Die Diskussion habe ich ehrlich gesagt mit extrem großer Verwunderung verfolgt. So mancher der Protagonisten, die sich in den letzten Tagen echauffiert zu Wort gemeldet hat, musste kurze Zeit später zurückrudern und eingestehen, dass es die Möglichkeit, Anzeigen im Allgemeinen und im Bereich Steuervergehen im Speziellen online zu machen, seit vielen Jahren gibt. Es gibt sie übrigens in zahlreichen Bundesländern, auch denen, in den die Grünen nicht (mit)regieren.

Selbst die bayerischen Steuerbehörden werben auf entsprechende Seiten für die Möglichkeit, Steuerbetrügereien online, auch anonym, melden zu können. Das haben führende Vertreter von CDU, CSU, FDP und AfD bei Ihrer teils extrem harschen Kritik offenbar entweder schlicht nicht gewusst oder in Wahlkampfzeiten bewusst übersehen. Beides ist schlecht.

- Daten zur Koordinatenbeschriftung
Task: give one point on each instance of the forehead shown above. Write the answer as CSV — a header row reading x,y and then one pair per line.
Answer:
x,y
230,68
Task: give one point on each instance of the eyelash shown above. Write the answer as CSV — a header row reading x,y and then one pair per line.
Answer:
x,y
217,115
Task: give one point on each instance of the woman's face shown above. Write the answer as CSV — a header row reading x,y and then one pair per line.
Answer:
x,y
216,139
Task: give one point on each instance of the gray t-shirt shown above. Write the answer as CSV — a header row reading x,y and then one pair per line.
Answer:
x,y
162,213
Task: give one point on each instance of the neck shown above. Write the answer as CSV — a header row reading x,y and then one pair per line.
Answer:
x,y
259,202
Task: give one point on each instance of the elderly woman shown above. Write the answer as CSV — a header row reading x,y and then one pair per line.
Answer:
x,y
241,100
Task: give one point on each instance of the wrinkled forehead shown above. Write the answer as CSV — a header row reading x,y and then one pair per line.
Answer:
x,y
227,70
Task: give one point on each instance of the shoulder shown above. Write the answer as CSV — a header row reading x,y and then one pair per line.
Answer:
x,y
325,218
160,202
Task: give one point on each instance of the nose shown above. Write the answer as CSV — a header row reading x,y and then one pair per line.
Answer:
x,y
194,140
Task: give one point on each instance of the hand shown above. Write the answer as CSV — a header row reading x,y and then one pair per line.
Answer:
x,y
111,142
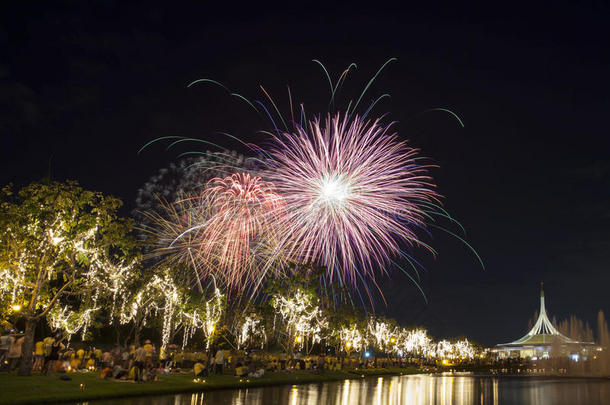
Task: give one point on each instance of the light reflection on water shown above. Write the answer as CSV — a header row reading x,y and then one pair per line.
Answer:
x,y
452,389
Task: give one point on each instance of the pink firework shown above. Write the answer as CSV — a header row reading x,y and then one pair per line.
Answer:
x,y
236,241
353,195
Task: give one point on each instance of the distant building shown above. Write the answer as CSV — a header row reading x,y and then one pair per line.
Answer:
x,y
544,341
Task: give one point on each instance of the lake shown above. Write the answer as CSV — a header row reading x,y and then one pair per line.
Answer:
x,y
446,389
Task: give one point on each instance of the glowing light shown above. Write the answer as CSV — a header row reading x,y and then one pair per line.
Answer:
x,y
351,192
301,316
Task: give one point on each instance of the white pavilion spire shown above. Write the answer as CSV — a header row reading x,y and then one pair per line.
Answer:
x,y
543,326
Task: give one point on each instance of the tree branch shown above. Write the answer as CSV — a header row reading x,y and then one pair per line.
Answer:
x,y
55,298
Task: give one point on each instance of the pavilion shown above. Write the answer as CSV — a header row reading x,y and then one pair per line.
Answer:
x,y
543,339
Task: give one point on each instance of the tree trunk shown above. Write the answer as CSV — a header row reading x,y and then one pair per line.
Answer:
x,y
136,334
25,368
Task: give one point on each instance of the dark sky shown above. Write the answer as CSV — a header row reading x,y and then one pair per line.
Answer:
x,y
83,86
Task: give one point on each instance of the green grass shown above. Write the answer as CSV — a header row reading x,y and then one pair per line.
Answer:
x,y
40,389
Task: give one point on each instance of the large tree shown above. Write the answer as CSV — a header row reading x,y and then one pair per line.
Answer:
x,y
59,243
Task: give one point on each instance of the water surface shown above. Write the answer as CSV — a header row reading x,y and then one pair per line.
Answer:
x,y
448,389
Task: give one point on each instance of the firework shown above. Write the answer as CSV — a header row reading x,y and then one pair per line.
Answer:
x,y
352,193
229,232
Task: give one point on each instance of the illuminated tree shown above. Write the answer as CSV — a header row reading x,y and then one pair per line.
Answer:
x,y
60,245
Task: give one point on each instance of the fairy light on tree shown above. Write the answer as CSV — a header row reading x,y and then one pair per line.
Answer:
x,y
352,338
382,333
57,240
251,331
302,321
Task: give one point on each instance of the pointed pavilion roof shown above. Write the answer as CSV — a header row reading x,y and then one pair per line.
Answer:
x,y
543,331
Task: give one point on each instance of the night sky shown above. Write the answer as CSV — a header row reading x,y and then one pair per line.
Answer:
x,y
83,86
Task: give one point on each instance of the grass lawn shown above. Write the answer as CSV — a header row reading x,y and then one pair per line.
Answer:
x,y
39,389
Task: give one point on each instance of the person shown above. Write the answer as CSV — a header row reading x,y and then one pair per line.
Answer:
x,y
97,356
241,370
150,348
219,359
14,353
80,355
5,344
38,356
199,369
139,361
119,372
53,357
47,343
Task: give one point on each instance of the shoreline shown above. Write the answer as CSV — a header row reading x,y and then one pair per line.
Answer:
x,y
40,389
44,390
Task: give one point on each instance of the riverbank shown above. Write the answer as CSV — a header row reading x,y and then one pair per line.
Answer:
x,y
39,389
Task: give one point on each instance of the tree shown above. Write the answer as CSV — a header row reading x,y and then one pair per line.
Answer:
x,y
59,242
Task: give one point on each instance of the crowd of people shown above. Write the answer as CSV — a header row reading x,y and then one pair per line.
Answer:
x,y
145,363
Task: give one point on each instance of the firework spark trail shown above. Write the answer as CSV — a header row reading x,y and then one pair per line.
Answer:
x,y
352,194
240,227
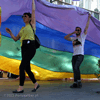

- AUFGABEN
1 – Schreib den Textauszug über Online-Anzeigen bei Steuervergehen vollständig und wortgetreu ab.
2 – Gib aus den Datensätzen die Zeilen unverändert wieder, beginnend mit der Zeile, die „Task: give one point on each instance of the crowd“ enthält, und endend mit dem Ende der Datensätze, beide Enden eingeschlossen. Lass die Bilder in deiner Antwort weg.

- ERGEBNISSE JE AUFGABE
1 –
Die Diskussion habe ich ehrlich gesagt mit extrem großer Verwunderung verfolgt. So mancher der Protagonisten, die sich in den letzten Tagen echauffiert zu Wort gemeldet hat, musste kurze Zeit später zurückrudern und eingestehen, dass es die Möglichkeit, Anzeigen im Allgemeinen und im Bereich Steuervergehen im Speziellen online zu machen, seit vielen Jahren gibt. Es gibt sie übrigens in zahlreichen Bundesländern, auch denen, in den die Grünen nicht (mit)regieren.

Selbst die bayerischen Steuerbehörden werben auf entsprechende Seiten für die Möglichkeit, Steuerbetrügereien online, auch anonym, melden zu können. Das haben führende Vertreter von CDU, CSU, FDP und AfD bei Ihrer teils extrem harschen Kritik offenbar entweder schlicht nicht gewusst oder in Wahlkampfzeiten bewusst übersehen. Beides ist schlecht.

2 –
Task: give one point on each instance of the crowd of people shown above. Write the answer as CSV — a header row reading x,y and then one pair per line.
Answer:
x,y
145,363
Task: give one point on each instance of the firework spark trail shown above. Write the answer as CSV — a header row reading x,y and then one pair per line.
Answer:
x,y
352,194
240,227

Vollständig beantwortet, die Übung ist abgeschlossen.